Task 1
Return the part of the THOR mission fact sheet between "THOR Fact Sheet" and "in the past.", inclusive, copied word for word.
Task 2
Write the next part of the THOR mission fact sheet, starting after its final sentence.

Document extract
►

THOR Fact Sheet (PDF)

THOR: Tracing Habitability, Organics, and Resources

Finding water deep below the surface of Mars is the goal of THOR, a mission proposed for NASA's Mars Scout 2011 program by researchers at Arizona State University's Mars Space Flight Facility, the Jet Propulsion Laboratory, and Lockheed Martin Space Systems. THOR stands for Tracing Habitability, Organics, and Resources.

THOR focuses on water because if Mars ever had life, water was an essential ingredient. As scientists seek habitable environments where Martian life could survive, their hunt begins by tracing places where water is now or has been in the past.

Martian water definitely exists today. Although the Sun's warmth has dried the equatorial zone to depths of hundreds of feet, Mars has polar caps made of ice that are visible from Earth even in backyard telescopes. In addition, the Mars Odyssey orbiter detected abundant water (in the form of ice) only a few inches below the surface in areas closer to the poles than about 60 degrees latitude north and south. Finally, recent findings by Mars Global Surveyor indicate liquid water has flowed in some mid-latitude gullies in the last few years.

In 2007, NASA will send a Mars Scout mission, Phoenix, to land at a high northern latitude. Phoenix will scrape away the surface soil, chip off some of the underlying ice, and analyse it for biological ingredients.

But this leaves much of Mars unexamined — in particular, the wide middle-latitude bands, between about 40 and 60 degrees (north and south). Here liquid water is thought to exist, at least periodically, down to the current day. But such water deposits, perhaps only a few yards underground, are not reachable with current lander and rover technology.

◄

Given information
►

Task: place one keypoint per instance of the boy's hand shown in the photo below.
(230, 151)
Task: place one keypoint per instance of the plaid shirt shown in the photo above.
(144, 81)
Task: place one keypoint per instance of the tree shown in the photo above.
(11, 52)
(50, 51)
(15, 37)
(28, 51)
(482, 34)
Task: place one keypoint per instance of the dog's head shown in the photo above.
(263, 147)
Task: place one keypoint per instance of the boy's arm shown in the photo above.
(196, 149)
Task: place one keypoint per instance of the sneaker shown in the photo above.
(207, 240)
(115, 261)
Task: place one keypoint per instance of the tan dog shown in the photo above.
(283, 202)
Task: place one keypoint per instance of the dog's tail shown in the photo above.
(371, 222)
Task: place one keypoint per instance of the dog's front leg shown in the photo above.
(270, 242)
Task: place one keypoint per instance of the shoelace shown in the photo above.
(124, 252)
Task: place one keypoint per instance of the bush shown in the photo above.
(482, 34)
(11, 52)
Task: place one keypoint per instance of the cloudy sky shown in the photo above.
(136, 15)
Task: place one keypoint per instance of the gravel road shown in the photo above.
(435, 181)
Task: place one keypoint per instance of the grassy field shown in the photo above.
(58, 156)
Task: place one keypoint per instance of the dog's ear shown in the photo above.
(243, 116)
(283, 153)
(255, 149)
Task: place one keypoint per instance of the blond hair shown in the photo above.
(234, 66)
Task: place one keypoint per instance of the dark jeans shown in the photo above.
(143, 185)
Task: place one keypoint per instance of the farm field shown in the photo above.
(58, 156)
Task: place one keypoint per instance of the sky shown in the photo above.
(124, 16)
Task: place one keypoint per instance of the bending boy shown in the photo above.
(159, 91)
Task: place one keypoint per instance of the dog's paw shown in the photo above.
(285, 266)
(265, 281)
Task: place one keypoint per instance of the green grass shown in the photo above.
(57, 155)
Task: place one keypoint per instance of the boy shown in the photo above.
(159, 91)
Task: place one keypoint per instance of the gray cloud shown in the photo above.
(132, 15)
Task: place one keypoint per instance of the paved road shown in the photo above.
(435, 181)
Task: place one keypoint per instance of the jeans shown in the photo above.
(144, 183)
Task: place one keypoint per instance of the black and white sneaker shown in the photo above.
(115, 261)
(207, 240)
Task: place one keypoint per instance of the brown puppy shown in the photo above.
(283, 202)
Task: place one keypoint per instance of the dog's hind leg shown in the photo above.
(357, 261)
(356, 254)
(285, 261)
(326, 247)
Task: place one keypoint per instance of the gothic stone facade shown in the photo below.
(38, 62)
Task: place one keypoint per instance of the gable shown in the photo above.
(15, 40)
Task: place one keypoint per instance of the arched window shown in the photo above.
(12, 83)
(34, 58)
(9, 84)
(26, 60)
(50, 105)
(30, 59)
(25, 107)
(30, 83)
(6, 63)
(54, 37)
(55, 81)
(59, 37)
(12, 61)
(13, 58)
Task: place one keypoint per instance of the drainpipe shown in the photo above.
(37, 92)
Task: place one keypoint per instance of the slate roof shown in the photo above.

◄

Reply 1
THOR Fact Sheet (PDF)

THOR: Tracing Habitability, Organics, and Resources

Finding water deep below the surface of Mars is the goal of THOR, a mission proposed for NASA's Mars Scout 2011 program by researchers at Arizona State University's Mars Space Flight Facility, the Jet Propulsion Laboratory, and Lockheed Martin Space Systems. THOR stands for Tracing Habitability, Organics, and Resources.

THOR focuses on water because if Mars ever had life, water was an essential ingredient. As scientists seek habitable environments where Martian life could survive, their hunt begins by tracing places where water is now or has been in the past.

Reply 2
So THOR will get at the water a different way.

The mission plan calls for targeting two solid-copper impactors, weighing 1,200 kilograms (2,600 pounds) and 450 kg (990 lbs), on promising sites. These will excavate craters to expose subsurface ice or water. Under solar warmth, the exposed water will turn into vapor, making an unmistakable signature visible to sensors on the THOR orbiter overhead.

As it studies how the two artificial craters evolve, THOR will continue its study of Mars' habitability by surveying the Martian atmosphere for trace gases of possible biological origin. These include methane, which has been detected by earlier spacecraft and from Earth.

THOR is the first mission that aims to probe the Martian subsurface in the middle latitudes. This is perhaps the only environment on today's Mars where water ice can both exist and periodically melt.

As THOR explores regions that are difficult or impossible for other kinds of missions to reach, it will answer fundamental Mars science questions about the planet's past and present habitability, its organics, and its resources.